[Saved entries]

★ ★ ★ ★

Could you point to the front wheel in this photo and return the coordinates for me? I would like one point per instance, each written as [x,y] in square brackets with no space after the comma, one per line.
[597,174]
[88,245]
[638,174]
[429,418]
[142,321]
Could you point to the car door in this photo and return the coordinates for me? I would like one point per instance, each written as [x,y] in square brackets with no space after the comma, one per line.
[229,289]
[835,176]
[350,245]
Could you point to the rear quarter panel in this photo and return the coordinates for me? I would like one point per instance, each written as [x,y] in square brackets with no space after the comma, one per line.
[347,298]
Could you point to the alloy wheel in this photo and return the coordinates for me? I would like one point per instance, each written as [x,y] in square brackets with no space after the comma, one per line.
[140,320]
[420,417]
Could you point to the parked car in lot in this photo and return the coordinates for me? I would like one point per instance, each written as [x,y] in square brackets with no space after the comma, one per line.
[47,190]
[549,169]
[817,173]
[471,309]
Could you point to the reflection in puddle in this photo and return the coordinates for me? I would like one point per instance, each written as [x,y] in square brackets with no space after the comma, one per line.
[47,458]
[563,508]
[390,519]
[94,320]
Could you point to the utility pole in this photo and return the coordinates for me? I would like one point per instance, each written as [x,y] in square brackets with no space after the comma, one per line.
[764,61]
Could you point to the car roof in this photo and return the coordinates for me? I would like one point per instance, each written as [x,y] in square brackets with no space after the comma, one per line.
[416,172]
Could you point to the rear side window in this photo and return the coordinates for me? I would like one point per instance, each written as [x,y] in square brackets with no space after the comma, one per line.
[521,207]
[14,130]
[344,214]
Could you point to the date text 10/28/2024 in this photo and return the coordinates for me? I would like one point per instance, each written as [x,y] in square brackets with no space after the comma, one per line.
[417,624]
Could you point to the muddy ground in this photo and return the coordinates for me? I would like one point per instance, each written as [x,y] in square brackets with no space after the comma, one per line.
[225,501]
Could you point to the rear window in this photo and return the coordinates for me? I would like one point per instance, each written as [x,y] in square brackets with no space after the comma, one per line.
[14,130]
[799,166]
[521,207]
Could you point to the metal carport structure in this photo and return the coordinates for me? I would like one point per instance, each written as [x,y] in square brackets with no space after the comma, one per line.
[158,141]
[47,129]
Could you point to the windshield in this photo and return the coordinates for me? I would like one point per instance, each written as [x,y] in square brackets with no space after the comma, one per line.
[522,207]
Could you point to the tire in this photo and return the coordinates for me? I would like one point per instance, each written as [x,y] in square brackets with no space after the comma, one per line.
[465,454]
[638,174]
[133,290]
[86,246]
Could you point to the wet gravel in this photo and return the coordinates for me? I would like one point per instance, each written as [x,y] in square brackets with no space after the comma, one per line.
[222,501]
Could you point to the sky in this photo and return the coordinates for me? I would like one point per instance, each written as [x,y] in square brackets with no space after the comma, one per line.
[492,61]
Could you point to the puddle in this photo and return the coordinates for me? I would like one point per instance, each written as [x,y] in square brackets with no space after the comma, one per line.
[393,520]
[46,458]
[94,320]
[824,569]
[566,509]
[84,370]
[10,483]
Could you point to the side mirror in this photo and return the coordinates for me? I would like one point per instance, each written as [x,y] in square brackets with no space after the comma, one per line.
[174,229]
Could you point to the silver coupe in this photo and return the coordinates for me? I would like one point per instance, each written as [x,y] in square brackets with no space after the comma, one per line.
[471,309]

★ ★ ★ ★

### YOUR INSTRUCTIONS:
Retype the entries. Every line must match exactly.

### OUTPUT OF THE EXERCISE:
Could you point to the front wheel in this photo and return the coordinates for me? I would like one point per instance, each written as [x,y] in square brackets with no space after the comma, one per line.
[597,174]
[88,245]
[638,174]
[429,418]
[142,321]
Could you point to the car door in this photo and return the coordinates for me? I would like one point per instance, each written as [x,y] in square brackets with no space after the comma, one per line.
[229,289]
[835,176]
[350,245]
Could you point to the rear quarter panel in this photo and return the coordinates for me? I would like one point per instance, each written as [x,y] in square brackets with no space after the comma, one per line.
[347,298]
Could you point to the alloy wheel in this photo and return the coordinates for me? I would like one point per instance, each written as [x,y] in square brackets with no space after the comma, one per line.
[140,320]
[420,417]
Could you point to the parked car in lot in this photo and return the coordinates for me? I would like one point per instance, each written as [x,y] in square brackets with no space after the comma, one per line.
[47,190]
[549,169]
[817,173]
[471,309]
Could you point to the reflection in puddle in this photo and return the coordinates for me? I would like one point per instance, each written as [x,y] in square brackets with no space after the comma, one per line.
[47,458]
[563,508]
[390,519]
[94,320]
Could you point to the utility pole in this photo and return the coordinates for me? I would like one point per instance, each written as [x,y] in square brackets with no space after the comma, one per line.
[764,61]
Could you point to the car roof in this photo and return the coordinates for me? I would like one point per instance, each written as [x,y] in square brackets with no space after the comma, one per line.
[416,172]
Could you point to the rear side window in this photo and return the coordinates for me? I would like one point per instance, each written as [x,y] in square brackets with no space after the comma, one per line.
[521,207]
[14,130]
[344,214]
Could you point to the date text 10/28/2024 in this photo and return the coordinates for me? I would like one point per instance, each written as [x,y] in square brackets with no space after the comma, one per line.
[417,624]
Could you point to the muddy ground in this photo and return the coordinates for me? I would like one point per instance, each written as [x,y] in square brackets with no space after the comma, one per line.
[225,501]
Could you point to the rear window in this photo and return the coordinates for me? I would like one point per instance, each written as [x,y] in square brackets with no space after the comma, one per line.
[14,130]
[799,166]
[521,207]
Could you point to the metal carport structure in this photo and return the coordinates for me? I would like one point per instance, each written as [x,y] in square brackets with no space after the comma, one per line.
[158,141]
[47,129]
Could you point to the windshield in this photo and return the coordinates for me? I would like one point per instance, each written as [x,y] in square brackets with no space after the comma, one per line.
[522,207]
Could you point to the tire in this photo and return the coordinates for me? I would like one point per instance, each written as [x,y] in square brackets with no space after the comma, one per line.
[465,454]
[638,174]
[133,290]
[86,246]
Could you point to the wet gravel in this photo and return the coordinates for me? I would like one point per instance, each written as [x,y] in square brackets with no space after the comma, one per line.
[222,501]
Could you point to the sky in this photo and return the coordinates for me? I would like one point per instance, each written as [x,y] in square brackets with no space after the comma, one per line.
[492,61]
Could you point to the puddle in this photo and return the coordinates for me? I would like one point per instance, each written as [x,y] in square brackets with no space after the comma, one per line.
[393,520]
[46,458]
[94,320]
[824,569]
[566,509]
[84,370]
[10,483]
Could you point to the side mirror in this photo and return the coordinates for me? I would like one point per instance, each written as [x,y] in square brackets with no space after the comma, one per line.
[174,229]
Could you point to the silver coupe in this photo and return the coordinates for me? I would like one point per instance, each written as [x,y] in square brackets with no space after the comma, one per line.
[471,309]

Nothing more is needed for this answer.